[Items from a data source]
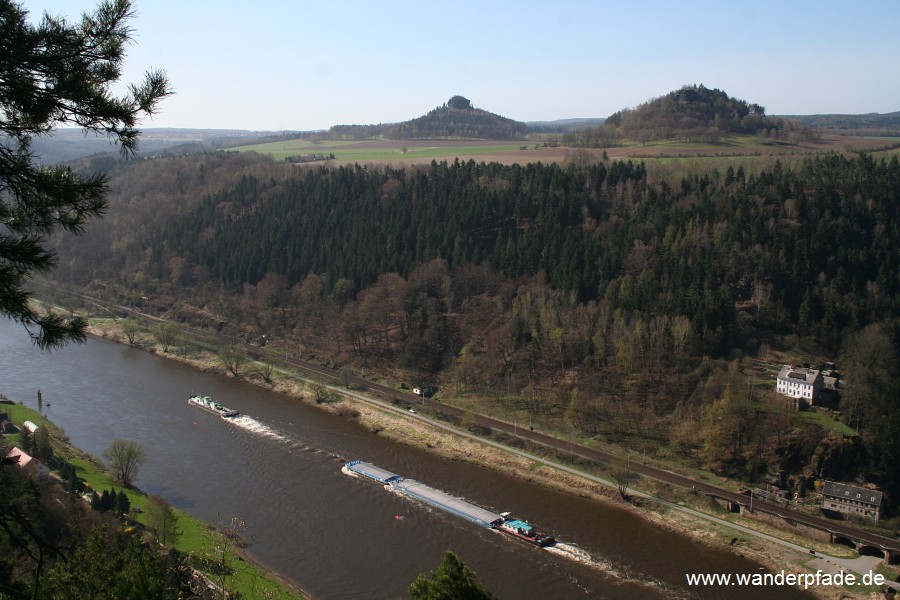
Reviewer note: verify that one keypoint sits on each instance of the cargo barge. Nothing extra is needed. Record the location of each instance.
(207, 404)
(457, 506)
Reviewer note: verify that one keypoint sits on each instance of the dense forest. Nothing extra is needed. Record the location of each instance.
(873, 124)
(594, 297)
(455, 119)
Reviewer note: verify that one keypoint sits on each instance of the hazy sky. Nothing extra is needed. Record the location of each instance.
(302, 65)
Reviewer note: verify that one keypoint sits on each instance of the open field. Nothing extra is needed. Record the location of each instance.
(525, 151)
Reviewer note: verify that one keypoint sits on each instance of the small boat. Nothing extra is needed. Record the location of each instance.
(207, 404)
(524, 531)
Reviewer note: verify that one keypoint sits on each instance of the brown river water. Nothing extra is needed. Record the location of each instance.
(278, 467)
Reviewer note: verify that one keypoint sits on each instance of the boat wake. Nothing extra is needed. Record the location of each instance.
(582, 556)
(260, 429)
(253, 426)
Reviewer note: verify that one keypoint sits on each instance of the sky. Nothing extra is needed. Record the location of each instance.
(271, 65)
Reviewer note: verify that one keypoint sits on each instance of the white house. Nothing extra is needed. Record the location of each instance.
(798, 382)
(34, 467)
(852, 500)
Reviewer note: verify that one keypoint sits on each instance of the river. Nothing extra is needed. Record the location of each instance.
(278, 468)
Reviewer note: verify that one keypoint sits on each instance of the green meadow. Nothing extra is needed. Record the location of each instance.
(377, 151)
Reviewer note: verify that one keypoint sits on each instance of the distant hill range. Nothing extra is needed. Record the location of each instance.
(456, 119)
(693, 113)
(873, 124)
(64, 145)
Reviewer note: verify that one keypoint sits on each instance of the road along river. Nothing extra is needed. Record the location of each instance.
(278, 467)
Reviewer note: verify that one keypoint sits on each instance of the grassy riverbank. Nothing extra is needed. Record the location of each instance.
(199, 540)
(389, 424)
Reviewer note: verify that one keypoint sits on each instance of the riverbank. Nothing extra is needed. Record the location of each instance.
(197, 539)
(397, 424)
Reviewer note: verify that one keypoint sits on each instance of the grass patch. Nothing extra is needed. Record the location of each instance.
(826, 421)
(196, 538)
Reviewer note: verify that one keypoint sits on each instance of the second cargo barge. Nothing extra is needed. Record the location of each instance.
(503, 522)
(429, 495)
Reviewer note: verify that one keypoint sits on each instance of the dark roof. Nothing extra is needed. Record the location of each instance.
(852, 492)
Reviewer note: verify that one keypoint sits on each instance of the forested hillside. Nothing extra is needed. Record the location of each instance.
(693, 113)
(591, 296)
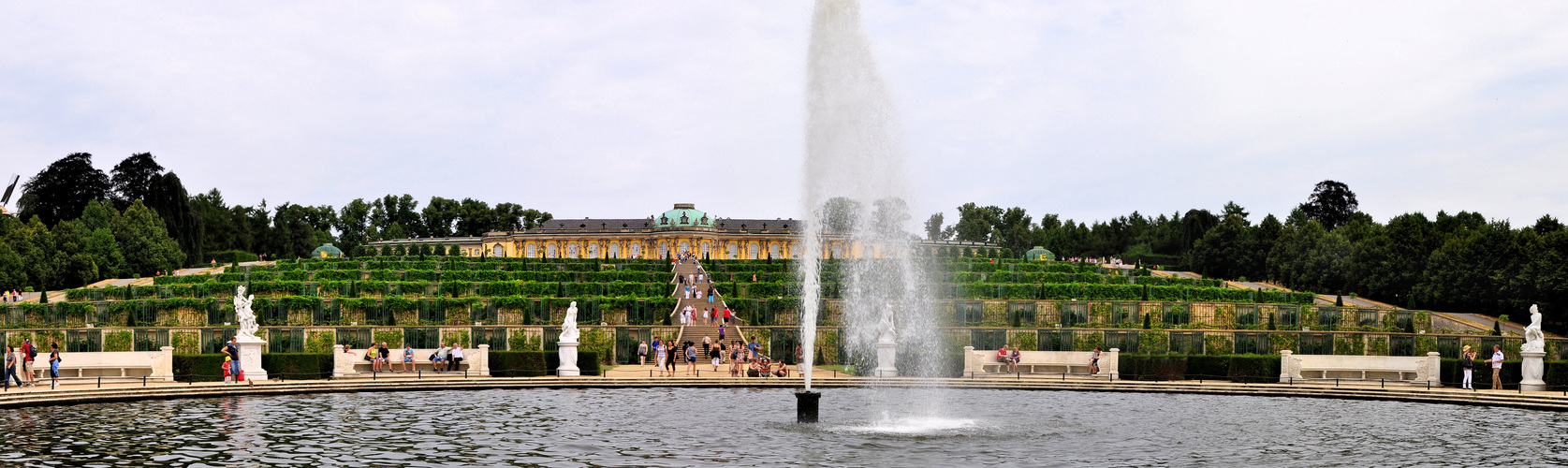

# Task details
Starting with the line that has "of the green" and ending with the last line of the records, retype every line exactly and only those lines. Do not include the pictures.

# Finished task
Reviewer note: verify that one keypoint sits on each instance of the green meadow. Nothing extra is needed. Record the location of each instance.
(377, 151)
Reviewer note: verify that one keypoint sits on each instance of the distant hill range. Nothing extra is needed. Record the location of each instance.
(456, 119)
(693, 113)
(873, 124)
(64, 145)
Reviewer note: verify that one keypoint sits on each instance of the road along river. Nothing extra is needed. Record the location of each instance.
(278, 467)
Reviewer note: verify that one keypoint sits on each instance of the grassy riverbank. Nothing extra is needed. Record the location of each instance.
(199, 540)
(389, 424)
Reviewer note: verify that one keypoint sits on each instance of the riverbank. Nothing extra is needed. Record the location of each instance.
(197, 539)
(397, 424)
Reviewer note: verify that one keypoint sits on each instance of the grass patch. Nothing extra is needed. Record the location of each instance.
(826, 421)
(196, 538)
Reviewer note: verify that one keypoint sits on each instance of the second cargo barge. Nothing extra is needed. Record the location of each instance.
(503, 522)
(429, 495)
Reviewer note: verify that one keypoint sits on each instance of the dark roof. Nothing extra is needed. Record the location of each instance.
(852, 492)
Reviewer note: verify that one keypoint sits on each instance of the forested hillside. Nothing extra is needed. Record the location of each instance.
(693, 113)
(591, 296)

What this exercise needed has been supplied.